Copy out exactly every line from the line containing "Teacher note: locate the person" until the records below end, inclusive of both boundary lines.

BEGIN Recorded data

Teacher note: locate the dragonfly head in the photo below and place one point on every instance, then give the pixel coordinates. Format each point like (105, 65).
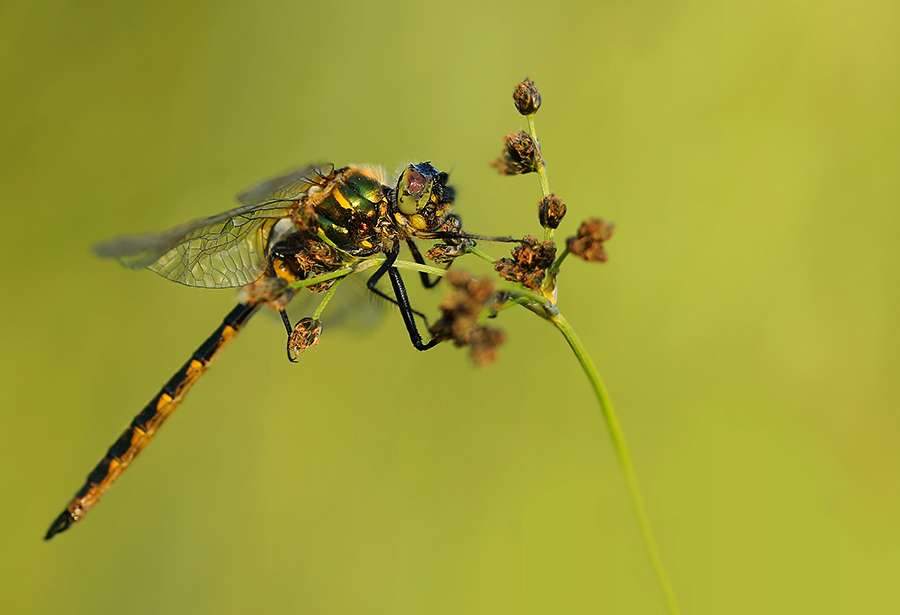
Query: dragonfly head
(420, 185)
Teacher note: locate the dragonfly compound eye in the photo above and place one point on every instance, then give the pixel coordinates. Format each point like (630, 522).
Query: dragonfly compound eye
(415, 186)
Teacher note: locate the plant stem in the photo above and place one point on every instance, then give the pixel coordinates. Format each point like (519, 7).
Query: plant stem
(621, 447)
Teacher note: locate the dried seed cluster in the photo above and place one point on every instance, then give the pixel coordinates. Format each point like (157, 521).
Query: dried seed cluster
(529, 263)
(271, 290)
(527, 97)
(306, 334)
(551, 210)
(588, 243)
(459, 317)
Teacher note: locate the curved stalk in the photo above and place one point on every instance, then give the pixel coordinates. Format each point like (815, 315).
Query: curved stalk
(621, 447)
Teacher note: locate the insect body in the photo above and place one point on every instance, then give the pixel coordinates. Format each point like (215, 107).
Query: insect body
(310, 222)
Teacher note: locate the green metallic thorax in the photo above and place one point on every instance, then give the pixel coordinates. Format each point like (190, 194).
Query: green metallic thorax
(348, 216)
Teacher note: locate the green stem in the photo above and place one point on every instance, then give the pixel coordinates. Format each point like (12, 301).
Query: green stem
(618, 438)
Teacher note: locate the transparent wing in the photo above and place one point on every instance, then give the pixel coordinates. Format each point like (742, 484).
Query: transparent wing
(287, 187)
(221, 251)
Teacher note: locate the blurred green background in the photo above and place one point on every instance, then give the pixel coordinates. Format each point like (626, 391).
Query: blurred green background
(749, 154)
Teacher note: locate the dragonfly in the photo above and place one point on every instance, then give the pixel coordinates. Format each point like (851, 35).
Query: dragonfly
(313, 221)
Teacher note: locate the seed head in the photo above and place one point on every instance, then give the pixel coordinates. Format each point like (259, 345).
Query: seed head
(527, 97)
(551, 211)
(459, 319)
(588, 243)
(520, 155)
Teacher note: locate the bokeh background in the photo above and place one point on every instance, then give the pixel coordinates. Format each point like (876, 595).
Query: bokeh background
(746, 324)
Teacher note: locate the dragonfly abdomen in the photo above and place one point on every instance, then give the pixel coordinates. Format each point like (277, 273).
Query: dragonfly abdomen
(145, 425)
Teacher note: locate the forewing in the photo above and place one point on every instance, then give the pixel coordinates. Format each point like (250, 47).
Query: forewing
(222, 251)
(290, 186)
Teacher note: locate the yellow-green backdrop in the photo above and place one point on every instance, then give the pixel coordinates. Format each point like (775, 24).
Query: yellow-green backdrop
(746, 324)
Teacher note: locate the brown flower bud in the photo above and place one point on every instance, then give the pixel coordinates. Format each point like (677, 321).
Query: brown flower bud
(520, 155)
(588, 243)
(270, 290)
(551, 211)
(529, 264)
(527, 97)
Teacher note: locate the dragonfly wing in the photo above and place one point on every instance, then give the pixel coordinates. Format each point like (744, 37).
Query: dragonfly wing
(221, 251)
(287, 187)
(225, 250)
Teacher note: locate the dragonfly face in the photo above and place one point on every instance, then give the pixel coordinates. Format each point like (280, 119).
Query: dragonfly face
(313, 221)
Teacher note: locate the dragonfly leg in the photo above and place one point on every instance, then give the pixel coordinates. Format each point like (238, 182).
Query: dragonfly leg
(400, 298)
(290, 329)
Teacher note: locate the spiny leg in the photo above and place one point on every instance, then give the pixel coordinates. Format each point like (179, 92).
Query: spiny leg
(417, 256)
(400, 298)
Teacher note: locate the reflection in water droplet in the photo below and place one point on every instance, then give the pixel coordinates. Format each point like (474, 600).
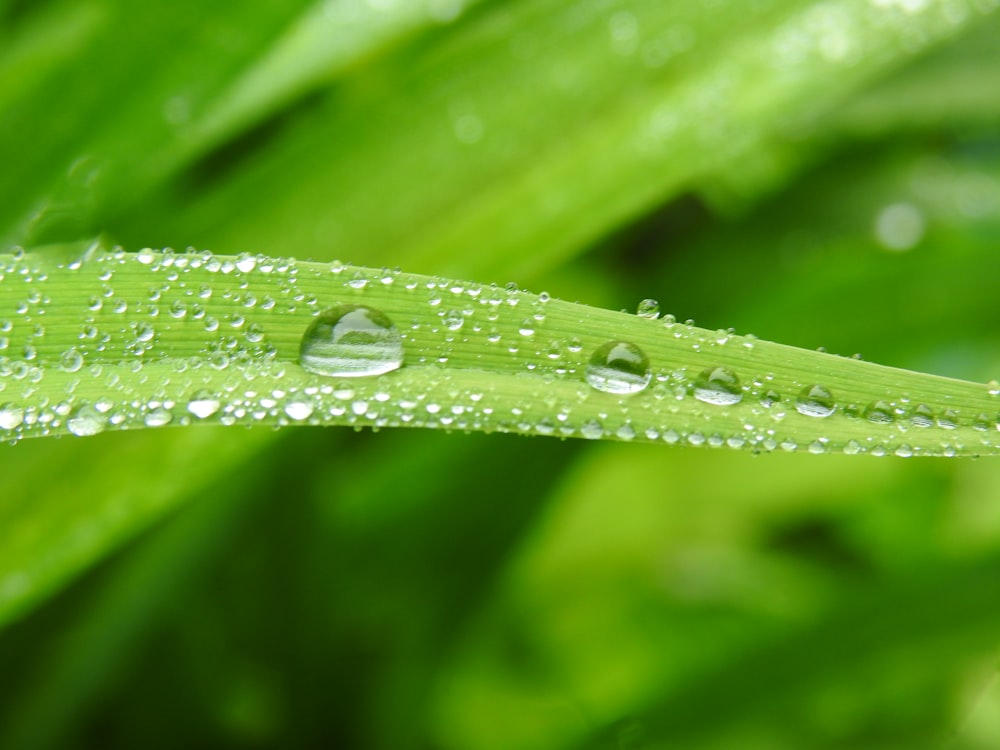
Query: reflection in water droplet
(618, 367)
(11, 416)
(922, 416)
(203, 404)
(718, 386)
(880, 412)
(948, 419)
(815, 401)
(158, 417)
(351, 341)
(85, 421)
(648, 308)
(298, 410)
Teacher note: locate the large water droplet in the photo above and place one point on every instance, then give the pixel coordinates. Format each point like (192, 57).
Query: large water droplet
(86, 421)
(815, 401)
(351, 341)
(618, 367)
(718, 386)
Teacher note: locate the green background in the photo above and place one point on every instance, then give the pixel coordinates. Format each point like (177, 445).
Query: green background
(819, 174)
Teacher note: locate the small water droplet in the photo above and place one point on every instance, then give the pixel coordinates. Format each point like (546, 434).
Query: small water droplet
(880, 412)
(592, 429)
(718, 386)
(618, 367)
(815, 401)
(85, 421)
(922, 416)
(158, 417)
(298, 410)
(648, 308)
(71, 361)
(203, 404)
(770, 398)
(948, 419)
(11, 416)
(351, 341)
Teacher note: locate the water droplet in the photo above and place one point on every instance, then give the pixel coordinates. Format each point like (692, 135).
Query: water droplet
(71, 361)
(648, 308)
(718, 386)
(948, 420)
(11, 416)
(922, 416)
(880, 412)
(592, 429)
(453, 320)
(203, 404)
(85, 421)
(158, 417)
(298, 410)
(770, 398)
(351, 341)
(618, 367)
(815, 401)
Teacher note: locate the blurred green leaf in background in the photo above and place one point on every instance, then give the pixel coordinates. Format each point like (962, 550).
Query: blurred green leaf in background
(815, 173)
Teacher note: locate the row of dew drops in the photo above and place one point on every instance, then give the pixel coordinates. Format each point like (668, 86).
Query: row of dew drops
(350, 340)
(356, 340)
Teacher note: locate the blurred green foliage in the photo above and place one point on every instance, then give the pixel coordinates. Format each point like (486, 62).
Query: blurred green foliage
(816, 173)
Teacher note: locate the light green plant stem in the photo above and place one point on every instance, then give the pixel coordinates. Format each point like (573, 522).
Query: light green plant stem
(116, 340)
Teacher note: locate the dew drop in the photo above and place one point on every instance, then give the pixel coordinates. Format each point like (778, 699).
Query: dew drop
(648, 308)
(158, 417)
(85, 421)
(815, 401)
(879, 412)
(718, 386)
(922, 416)
(618, 367)
(948, 419)
(11, 417)
(351, 341)
(592, 430)
(298, 410)
(203, 404)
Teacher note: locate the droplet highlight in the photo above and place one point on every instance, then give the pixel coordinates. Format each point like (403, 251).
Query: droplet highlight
(718, 386)
(351, 341)
(618, 367)
(815, 401)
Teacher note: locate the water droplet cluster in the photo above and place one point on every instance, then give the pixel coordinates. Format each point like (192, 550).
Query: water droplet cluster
(117, 340)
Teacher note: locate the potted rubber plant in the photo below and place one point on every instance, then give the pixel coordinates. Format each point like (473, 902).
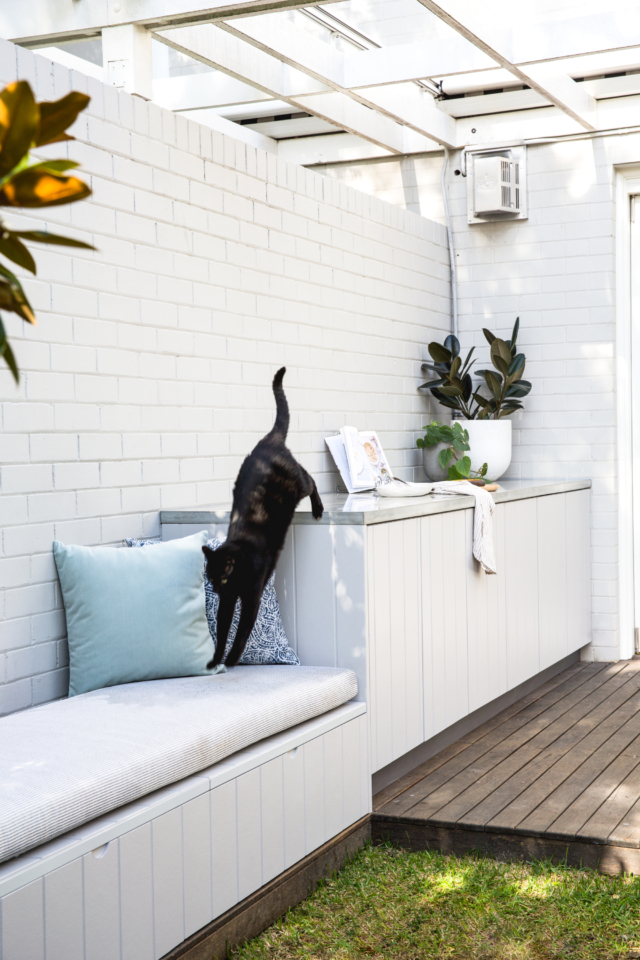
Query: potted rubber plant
(445, 452)
(487, 407)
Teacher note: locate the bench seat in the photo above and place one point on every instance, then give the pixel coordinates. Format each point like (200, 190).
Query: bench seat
(66, 763)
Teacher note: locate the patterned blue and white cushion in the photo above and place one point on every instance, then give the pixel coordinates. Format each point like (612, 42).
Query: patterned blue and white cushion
(267, 642)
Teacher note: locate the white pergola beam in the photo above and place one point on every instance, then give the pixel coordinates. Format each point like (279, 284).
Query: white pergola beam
(126, 57)
(413, 61)
(245, 62)
(561, 91)
(32, 22)
(409, 106)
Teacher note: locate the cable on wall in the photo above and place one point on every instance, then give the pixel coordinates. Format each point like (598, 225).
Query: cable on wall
(452, 253)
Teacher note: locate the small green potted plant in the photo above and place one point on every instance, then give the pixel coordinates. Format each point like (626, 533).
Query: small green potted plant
(486, 414)
(444, 452)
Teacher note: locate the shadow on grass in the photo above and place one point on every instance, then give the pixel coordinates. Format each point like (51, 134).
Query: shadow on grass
(394, 905)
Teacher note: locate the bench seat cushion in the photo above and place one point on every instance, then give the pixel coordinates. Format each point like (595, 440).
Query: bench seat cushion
(64, 763)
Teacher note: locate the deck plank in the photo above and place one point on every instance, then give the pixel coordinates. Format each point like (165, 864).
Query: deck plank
(575, 785)
(479, 803)
(615, 808)
(556, 773)
(559, 770)
(419, 772)
(576, 685)
(490, 808)
(465, 770)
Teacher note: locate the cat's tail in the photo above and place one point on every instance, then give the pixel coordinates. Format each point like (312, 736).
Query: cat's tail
(281, 426)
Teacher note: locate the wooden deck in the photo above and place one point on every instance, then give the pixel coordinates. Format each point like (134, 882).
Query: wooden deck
(556, 774)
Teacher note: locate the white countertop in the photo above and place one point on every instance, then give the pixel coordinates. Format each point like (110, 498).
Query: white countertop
(365, 508)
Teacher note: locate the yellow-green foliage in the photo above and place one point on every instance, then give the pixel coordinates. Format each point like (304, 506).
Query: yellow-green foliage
(25, 124)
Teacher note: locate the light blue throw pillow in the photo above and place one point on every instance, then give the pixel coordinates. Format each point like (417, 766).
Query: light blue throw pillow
(267, 643)
(134, 614)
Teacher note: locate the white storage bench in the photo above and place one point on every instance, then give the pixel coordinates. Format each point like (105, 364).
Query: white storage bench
(138, 880)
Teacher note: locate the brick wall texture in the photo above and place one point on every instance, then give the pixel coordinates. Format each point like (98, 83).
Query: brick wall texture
(147, 379)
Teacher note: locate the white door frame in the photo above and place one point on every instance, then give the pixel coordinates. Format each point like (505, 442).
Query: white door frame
(627, 374)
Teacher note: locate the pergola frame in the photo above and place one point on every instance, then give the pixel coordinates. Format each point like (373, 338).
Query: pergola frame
(382, 95)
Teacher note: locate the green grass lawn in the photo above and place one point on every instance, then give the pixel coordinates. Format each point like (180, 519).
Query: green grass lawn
(393, 905)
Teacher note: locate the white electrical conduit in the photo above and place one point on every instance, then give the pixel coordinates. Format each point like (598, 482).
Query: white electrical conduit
(452, 253)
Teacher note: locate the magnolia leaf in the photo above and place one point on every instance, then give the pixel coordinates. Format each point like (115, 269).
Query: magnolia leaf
(18, 124)
(439, 353)
(40, 236)
(57, 115)
(453, 345)
(14, 250)
(13, 297)
(7, 353)
(31, 188)
(54, 166)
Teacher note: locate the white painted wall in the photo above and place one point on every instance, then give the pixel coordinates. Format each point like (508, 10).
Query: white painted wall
(147, 378)
(556, 271)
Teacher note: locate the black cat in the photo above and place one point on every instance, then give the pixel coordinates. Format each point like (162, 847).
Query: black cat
(267, 490)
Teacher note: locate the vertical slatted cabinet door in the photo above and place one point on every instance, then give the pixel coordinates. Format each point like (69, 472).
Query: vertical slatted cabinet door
(553, 574)
(355, 770)
(22, 923)
(350, 601)
(224, 848)
(272, 814)
(521, 569)
(294, 814)
(578, 569)
(445, 650)
(63, 913)
(136, 894)
(485, 618)
(314, 821)
(407, 708)
(334, 785)
(196, 849)
(168, 881)
(315, 610)
(380, 669)
(249, 833)
(102, 903)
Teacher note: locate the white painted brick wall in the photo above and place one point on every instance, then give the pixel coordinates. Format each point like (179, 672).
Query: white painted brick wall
(147, 379)
(556, 271)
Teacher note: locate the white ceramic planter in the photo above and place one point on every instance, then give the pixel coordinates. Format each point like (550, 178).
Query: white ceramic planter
(490, 443)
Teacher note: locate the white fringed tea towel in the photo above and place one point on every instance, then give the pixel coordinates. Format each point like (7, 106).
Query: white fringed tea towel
(482, 525)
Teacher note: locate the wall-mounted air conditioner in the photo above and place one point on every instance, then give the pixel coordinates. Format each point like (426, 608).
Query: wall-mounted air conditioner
(496, 184)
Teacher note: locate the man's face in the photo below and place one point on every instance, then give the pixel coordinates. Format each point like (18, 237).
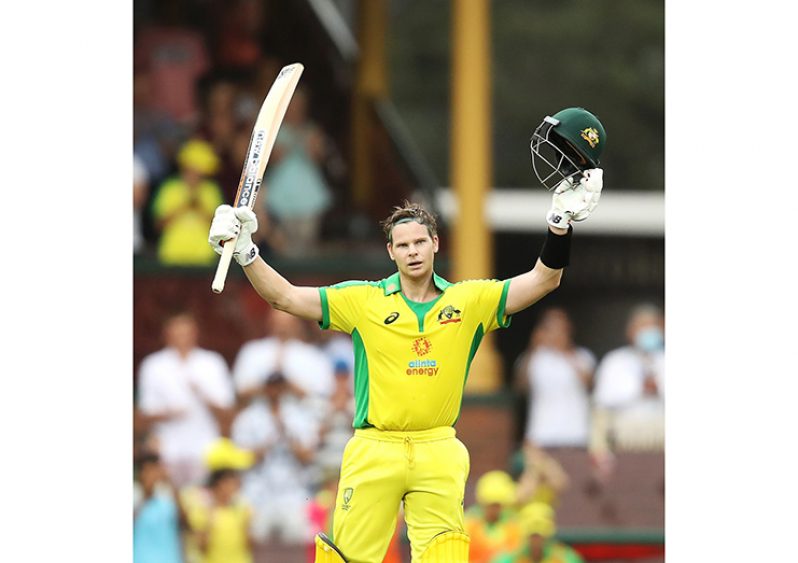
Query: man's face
(413, 250)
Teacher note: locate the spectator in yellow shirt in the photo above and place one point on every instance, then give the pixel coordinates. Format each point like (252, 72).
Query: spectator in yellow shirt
(491, 521)
(218, 517)
(540, 545)
(185, 203)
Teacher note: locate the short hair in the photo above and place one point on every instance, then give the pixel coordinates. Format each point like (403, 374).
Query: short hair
(219, 475)
(409, 212)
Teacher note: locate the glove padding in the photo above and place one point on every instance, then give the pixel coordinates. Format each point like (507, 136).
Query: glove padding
(575, 202)
(229, 222)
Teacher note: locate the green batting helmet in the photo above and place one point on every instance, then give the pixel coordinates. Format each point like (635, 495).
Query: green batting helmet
(566, 144)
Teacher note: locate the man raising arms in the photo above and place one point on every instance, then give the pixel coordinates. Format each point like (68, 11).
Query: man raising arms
(415, 335)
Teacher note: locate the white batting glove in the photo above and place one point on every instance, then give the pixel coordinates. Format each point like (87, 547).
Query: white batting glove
(229, 222)
(575, 202)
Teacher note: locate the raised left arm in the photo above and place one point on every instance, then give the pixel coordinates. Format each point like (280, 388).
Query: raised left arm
(570, 202)
(532, 286)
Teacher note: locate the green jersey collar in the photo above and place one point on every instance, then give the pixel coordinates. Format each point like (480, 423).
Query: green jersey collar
(391, 284)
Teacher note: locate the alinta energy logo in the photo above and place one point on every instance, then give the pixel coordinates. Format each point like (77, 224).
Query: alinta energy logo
(422, 346)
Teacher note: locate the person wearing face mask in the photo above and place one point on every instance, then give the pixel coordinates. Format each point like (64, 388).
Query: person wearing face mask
(628, 398)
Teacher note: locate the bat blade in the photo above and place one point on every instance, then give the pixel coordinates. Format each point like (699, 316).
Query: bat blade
(261, 143)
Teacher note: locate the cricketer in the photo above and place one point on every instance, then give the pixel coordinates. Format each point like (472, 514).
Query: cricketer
(414, 335)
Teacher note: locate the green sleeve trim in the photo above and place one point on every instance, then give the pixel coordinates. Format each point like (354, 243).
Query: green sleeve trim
(421, 309)
(361, 382)
(325, 309)
(475, 342)
(502, 319)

END Recorded data

## Worked solution
Teacher note: locate the person wearing face mask in the photo above and place one point on every instance, then give the pixel coordinates. Format each point like (64, 388).
Query: person wearing face mask
(628, 398)
Teacher note: locate the bat blade in the photo above and place one point on every instance, then give the pixel coordinates. Format each point like (699, 316).
Query: bat blade
(261, 143)
Teacher note: locate the cricketer in the photo above and place one point on every instance, then give the pixel coordinates. Format each point like (472, 514).
Query: cricketer
(414, 335)
Teacher note: locate the green sleeve trim in the photo above and place one point on every instance, then give the pixel coordinates. Format each point like (354, 243).
Query: green sleeve trim
(421, 309)
(361, 382)
(325, 309)
(475, 342)
(502, 319)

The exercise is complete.